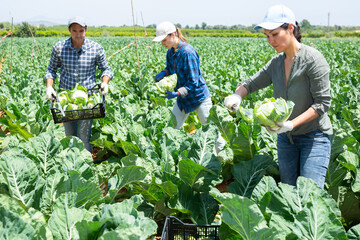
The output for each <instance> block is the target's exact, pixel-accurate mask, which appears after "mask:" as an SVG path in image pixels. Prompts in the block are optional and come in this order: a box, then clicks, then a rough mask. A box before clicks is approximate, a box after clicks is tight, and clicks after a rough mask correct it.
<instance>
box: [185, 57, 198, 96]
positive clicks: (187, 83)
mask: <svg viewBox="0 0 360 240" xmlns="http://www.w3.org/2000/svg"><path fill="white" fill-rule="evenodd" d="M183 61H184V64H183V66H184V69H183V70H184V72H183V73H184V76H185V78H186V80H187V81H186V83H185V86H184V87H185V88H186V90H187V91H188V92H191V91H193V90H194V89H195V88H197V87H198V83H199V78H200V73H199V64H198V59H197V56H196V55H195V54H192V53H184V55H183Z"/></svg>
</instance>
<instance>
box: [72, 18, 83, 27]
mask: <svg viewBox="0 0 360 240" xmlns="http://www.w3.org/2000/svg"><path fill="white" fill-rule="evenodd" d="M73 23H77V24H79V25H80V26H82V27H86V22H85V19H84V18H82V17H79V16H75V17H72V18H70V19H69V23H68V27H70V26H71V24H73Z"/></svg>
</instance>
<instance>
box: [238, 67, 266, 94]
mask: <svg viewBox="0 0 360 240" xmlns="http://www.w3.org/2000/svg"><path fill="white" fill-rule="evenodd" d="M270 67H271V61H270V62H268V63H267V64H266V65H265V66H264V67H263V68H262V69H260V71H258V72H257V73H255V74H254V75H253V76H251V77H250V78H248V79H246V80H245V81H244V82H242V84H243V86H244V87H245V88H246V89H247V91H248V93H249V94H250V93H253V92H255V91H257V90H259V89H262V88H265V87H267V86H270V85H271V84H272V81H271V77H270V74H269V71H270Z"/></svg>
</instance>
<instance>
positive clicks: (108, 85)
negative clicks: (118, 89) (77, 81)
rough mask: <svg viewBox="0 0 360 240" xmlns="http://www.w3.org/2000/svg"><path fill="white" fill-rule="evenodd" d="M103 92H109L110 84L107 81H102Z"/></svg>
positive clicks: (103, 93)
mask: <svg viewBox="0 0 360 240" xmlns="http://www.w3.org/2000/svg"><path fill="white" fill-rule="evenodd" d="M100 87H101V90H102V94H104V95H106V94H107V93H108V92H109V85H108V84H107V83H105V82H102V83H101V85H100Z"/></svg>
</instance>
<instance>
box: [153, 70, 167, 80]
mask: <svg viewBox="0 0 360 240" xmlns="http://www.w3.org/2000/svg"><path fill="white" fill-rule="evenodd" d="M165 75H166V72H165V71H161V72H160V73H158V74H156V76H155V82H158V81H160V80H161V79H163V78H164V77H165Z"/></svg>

_ _ _ _ _

Exercise description: Filter the records, keeping only lines that contain "rough", and show those lines.

Answer for the task:
The output for each <instance> block is the target's exact, pixel-accurate mask, which appears after "mask:" as an SVG path in image pixels. Prompts in the block are optional and come in this order: a box, then clicks, then a rough mask. A box before clicks is approximate, a box after clicks is tight, and clicks after a rough mask correct it.
rough mask: <svg viewBox="0 0 360 240" xmlns="http://www.w3.org/2000/svg"><path fill="white" fill-rule="evenodd" d="M103 92H109L110 84L107 81H102Z"/></svg>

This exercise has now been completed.